== THE PROBLEM ==
Reproduce the lines below verbatim. Start at the line containing "target | blue surgical face mask" and include every line through the final one.

[begin TASK MATERIAL]

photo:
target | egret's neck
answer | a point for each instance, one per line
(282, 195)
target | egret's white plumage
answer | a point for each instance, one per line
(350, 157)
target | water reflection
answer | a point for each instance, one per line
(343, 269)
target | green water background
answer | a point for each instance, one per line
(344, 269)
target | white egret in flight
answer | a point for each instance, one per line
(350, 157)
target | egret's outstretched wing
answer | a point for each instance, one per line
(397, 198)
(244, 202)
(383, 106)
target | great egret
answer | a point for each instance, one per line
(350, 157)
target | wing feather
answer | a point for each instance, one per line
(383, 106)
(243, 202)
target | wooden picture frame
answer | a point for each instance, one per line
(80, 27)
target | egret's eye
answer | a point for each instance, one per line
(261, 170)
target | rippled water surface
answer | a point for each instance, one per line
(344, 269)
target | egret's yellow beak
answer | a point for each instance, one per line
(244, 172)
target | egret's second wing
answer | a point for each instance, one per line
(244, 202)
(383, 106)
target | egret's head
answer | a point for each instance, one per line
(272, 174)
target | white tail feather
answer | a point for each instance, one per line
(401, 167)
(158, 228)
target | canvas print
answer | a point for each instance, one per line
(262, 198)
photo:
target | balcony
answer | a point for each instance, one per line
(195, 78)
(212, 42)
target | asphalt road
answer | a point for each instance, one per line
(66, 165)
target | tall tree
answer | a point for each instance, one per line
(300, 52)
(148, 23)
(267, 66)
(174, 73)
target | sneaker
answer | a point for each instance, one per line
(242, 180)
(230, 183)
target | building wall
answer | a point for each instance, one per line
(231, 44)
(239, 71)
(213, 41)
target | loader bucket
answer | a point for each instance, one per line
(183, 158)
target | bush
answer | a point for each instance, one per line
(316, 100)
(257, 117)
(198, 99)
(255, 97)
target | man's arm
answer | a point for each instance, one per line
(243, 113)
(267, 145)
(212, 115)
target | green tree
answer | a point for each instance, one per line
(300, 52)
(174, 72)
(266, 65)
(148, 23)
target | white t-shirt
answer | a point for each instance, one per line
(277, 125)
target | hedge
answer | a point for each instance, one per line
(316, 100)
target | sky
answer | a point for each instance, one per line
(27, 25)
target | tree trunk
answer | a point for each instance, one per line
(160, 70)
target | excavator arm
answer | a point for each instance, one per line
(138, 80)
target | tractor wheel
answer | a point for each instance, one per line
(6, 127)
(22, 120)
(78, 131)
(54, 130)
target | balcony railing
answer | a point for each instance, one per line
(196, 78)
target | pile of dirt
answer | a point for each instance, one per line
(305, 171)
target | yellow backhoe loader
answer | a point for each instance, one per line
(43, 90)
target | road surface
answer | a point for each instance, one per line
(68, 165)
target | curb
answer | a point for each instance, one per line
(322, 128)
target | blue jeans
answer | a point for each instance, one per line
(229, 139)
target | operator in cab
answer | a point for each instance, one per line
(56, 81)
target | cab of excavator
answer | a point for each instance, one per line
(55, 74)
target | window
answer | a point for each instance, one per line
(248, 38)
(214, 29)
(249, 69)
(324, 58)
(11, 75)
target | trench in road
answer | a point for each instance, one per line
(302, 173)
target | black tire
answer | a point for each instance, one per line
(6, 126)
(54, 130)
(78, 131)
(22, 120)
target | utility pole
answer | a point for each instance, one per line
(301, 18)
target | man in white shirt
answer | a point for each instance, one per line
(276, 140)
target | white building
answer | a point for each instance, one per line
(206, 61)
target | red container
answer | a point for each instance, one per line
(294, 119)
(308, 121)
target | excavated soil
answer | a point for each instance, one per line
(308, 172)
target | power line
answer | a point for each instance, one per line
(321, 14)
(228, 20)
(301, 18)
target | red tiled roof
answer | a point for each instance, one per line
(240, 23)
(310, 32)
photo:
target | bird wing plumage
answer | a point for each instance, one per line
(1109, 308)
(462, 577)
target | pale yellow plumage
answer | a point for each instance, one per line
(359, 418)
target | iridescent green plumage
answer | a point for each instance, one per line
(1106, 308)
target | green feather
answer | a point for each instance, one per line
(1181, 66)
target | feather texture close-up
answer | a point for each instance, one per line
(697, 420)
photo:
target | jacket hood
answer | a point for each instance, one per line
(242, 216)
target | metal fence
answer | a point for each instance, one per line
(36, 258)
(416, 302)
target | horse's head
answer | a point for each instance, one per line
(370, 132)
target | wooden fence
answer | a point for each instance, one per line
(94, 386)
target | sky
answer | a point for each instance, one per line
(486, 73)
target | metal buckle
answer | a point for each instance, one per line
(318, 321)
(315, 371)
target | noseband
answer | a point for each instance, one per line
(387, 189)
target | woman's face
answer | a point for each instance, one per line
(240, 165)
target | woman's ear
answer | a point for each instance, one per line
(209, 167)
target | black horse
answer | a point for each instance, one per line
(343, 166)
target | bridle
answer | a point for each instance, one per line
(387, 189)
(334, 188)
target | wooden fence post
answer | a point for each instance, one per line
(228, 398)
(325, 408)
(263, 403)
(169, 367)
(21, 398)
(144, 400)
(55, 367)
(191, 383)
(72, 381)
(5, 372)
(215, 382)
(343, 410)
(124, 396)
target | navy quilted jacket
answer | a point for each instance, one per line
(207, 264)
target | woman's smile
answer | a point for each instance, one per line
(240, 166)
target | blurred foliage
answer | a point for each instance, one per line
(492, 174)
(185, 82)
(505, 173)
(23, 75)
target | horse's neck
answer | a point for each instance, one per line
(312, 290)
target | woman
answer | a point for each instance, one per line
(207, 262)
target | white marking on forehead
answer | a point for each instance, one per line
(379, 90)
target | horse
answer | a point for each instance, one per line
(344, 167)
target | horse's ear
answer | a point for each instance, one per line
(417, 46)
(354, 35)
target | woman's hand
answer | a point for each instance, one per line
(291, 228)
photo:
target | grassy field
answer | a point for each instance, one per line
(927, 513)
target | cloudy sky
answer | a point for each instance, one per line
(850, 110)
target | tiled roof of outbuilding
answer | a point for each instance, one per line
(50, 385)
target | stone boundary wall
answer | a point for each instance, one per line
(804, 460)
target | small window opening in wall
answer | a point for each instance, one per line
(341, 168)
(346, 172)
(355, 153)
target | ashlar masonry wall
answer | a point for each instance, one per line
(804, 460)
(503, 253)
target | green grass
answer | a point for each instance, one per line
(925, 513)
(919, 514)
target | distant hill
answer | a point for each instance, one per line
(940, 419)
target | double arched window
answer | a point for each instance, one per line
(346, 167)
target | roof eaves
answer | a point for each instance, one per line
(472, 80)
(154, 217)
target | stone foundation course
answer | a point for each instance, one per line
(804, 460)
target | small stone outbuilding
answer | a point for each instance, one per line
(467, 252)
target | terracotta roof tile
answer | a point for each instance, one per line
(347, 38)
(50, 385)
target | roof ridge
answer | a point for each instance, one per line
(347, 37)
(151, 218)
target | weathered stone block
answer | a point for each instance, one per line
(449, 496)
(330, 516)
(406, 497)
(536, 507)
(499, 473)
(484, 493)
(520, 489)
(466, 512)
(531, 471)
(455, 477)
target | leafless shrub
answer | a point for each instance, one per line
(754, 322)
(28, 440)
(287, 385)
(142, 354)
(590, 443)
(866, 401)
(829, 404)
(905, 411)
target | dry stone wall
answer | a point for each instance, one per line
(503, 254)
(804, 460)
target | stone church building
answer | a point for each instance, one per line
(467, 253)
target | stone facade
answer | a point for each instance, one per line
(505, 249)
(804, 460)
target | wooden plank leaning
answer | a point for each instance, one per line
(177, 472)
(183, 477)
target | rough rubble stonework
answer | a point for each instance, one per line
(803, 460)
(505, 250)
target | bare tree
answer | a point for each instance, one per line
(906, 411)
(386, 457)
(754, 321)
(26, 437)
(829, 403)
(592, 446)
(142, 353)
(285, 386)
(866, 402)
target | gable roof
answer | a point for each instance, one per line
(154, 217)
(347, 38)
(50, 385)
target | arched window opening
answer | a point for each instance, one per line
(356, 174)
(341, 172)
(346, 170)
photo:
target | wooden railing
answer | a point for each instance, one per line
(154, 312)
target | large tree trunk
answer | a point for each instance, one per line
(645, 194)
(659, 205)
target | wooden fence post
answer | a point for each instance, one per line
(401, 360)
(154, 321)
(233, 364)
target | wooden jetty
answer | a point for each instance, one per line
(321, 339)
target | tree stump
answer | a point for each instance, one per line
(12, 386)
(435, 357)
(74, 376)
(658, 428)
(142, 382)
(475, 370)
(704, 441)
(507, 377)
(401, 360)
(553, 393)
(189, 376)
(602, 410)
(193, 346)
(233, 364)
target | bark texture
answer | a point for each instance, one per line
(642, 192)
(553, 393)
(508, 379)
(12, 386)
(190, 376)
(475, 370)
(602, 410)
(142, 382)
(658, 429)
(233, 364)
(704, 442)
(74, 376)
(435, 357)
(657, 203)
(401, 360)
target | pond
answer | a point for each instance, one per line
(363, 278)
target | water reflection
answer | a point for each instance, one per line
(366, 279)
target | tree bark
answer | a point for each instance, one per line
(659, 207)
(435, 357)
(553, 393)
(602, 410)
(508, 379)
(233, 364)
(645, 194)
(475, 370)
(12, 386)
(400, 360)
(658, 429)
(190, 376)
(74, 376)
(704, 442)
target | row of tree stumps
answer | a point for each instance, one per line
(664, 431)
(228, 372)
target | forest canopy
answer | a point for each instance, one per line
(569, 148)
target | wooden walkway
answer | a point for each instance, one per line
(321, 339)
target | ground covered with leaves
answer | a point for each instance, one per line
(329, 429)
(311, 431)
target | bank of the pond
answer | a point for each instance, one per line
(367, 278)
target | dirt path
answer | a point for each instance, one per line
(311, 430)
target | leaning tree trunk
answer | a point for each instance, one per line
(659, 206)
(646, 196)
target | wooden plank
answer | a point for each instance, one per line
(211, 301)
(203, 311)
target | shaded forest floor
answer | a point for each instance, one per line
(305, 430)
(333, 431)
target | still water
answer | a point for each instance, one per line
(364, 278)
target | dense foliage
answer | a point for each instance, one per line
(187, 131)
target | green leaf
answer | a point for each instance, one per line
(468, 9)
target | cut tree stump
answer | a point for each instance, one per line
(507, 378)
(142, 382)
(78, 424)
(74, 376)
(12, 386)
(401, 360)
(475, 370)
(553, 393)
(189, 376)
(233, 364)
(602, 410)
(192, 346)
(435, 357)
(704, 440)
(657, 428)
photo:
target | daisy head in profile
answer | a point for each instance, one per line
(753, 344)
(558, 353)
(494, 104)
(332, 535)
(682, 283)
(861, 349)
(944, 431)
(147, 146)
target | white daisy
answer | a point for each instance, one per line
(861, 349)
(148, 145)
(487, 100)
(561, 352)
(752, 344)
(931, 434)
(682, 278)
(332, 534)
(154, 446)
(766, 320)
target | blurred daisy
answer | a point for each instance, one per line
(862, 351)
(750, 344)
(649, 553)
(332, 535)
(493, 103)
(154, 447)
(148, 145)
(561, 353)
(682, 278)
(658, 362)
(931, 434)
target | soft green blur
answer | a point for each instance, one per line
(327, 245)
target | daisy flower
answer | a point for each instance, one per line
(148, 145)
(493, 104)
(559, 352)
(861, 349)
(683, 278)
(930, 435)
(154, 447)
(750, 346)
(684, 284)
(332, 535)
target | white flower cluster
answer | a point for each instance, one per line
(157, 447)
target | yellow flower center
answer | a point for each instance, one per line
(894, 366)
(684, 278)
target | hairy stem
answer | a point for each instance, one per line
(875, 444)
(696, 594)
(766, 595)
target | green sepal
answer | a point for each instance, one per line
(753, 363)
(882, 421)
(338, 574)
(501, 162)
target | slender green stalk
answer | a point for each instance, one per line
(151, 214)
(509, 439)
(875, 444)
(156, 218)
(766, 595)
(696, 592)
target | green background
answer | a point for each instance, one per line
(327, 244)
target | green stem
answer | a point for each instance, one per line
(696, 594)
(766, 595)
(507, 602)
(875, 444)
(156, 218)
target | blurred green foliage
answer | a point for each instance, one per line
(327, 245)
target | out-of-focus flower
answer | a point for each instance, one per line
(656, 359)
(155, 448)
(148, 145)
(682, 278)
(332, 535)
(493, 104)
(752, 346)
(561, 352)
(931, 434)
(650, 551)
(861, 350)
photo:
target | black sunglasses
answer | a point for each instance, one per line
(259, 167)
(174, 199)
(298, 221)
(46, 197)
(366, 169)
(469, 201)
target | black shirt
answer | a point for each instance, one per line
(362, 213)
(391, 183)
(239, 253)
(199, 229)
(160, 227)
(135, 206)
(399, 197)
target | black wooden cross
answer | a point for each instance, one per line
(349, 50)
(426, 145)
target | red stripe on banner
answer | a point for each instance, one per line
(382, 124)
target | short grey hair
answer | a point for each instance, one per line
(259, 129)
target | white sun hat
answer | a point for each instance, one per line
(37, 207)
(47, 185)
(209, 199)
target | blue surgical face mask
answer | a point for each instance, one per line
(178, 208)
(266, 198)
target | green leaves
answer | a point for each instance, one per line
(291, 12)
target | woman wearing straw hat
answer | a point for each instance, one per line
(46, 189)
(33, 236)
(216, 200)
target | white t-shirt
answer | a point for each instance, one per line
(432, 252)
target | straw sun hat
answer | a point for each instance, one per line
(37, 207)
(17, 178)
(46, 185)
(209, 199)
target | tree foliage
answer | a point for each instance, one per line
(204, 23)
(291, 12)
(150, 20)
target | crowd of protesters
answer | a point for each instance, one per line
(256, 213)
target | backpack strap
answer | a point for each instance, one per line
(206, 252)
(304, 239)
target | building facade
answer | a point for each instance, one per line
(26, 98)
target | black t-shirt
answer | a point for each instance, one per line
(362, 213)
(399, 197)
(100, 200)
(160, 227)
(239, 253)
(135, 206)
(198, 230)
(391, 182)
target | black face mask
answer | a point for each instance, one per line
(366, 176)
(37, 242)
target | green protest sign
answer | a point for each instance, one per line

[end TASK MATERIAL]

== THE RESULT ==
target | blue surgical face mask
answer | a point for each instance, one per line
(178, 208)
(266, 198)
target | green leaves
answer | a point for each instance, one per line
(291, 12)
target | woman wearing straw hat
answer | a point for each instance, one per line
(46, 189)
(33, 236)
(216, 200)
target | white t-shirt
answer | a point for each instance, one per line
(432, 252)
target | straw sun hat
answer | a point for each instance, one per line
(37, 207)
(17, 178)
(46, 185)
(209, 199)
target | tree foliage
answer | a point for each instance, one per line
(204, 23)
(291, 12)
(150, 20)
target | crowd of protesters
answer | a point for each instance, one per line
(256, 213)
target | backpack strap
answer | a point for each instance, one per line
(206, 252)
(304, 239)
target | building facade
answer | a point for each instance, one per line
(26, 98)
target | black t-shirt
answer | a point for each instance, one per line
(362, 213)
(399, 197)
(100, 200)
(160, 227)
(239, 253)
(135, 206)
(198, 230)
(391, 182)
target | black face mask
answer | a point for each instance, one per line
(366, 176)
(37, 242)
target | green protest sign
answer | a point for each instance, one per line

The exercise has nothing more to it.